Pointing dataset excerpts

....................

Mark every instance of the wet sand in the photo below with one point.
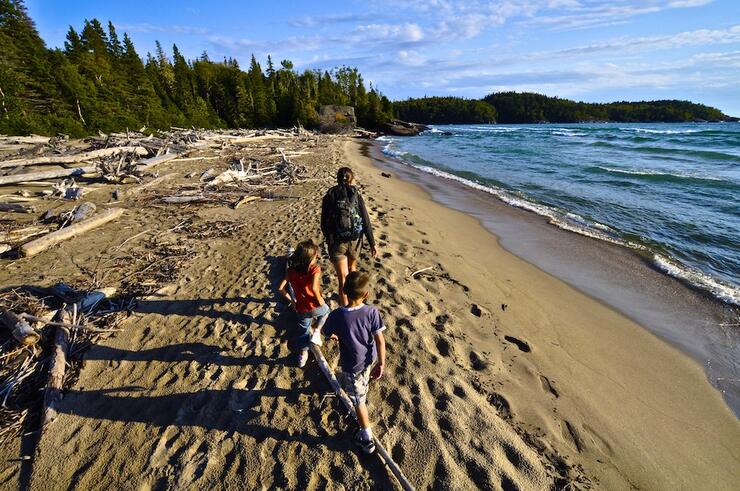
(500, 375)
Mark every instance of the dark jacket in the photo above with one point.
(328, 206)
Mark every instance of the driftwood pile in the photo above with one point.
(35, 170)
(42, 333)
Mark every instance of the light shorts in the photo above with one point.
(356, 385)
(349, 249)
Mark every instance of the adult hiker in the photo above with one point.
(344, 223)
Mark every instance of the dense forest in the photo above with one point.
(527, 107)
(445, 110)
(98, 82)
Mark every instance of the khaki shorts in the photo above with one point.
(356, 385)
(349, 249)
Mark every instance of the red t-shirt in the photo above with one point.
(302, 284)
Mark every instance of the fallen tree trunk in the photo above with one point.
(21, 234)
(49, 174)
(69, 159)
(173, 200)
(57, 367)
(147, 164)
(19, 328)
(244, 200)
(41, 244)
(17, 208)
(329, 374)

....................

● **Problem statement**:
Exactly and only the lines from the one containing "Mark every instance of the dark" through the end of the material are to be reproduced, both ends included.

● **Response below**:
Mark every instance of the dark jacket in the photo above with one point.
(328, 206)
Mark every instance of the driftwood pile in the photo above with one point.
(35, 170)
(42, 333)
Mark every instance of the light shorts in the photo above with one point.
(356, 385)
(349, 249)
Mark every instance of the adult hiker in the photo above with one point.
(344, 223)
Mark every instance of the dense forest in the photo above with one point.
(527, 107)
(445, 110)
(98, 82)
Mark every instance of the khaki shorts in the photo above with one point.
(356, 385)
(349, 249)
Mark every instance of the red t-shirt in the photo above with one point.
(302, 284)
Mark every instance of the fallen tree trunk in the photo above with one point.
(21, 234)
(49, 174)
(69, 159)
(173, 200)
(57, 367)
(147, 164)
(19, 328)
(244, 200)
(41, 244)
(17, 208)
(329, 374)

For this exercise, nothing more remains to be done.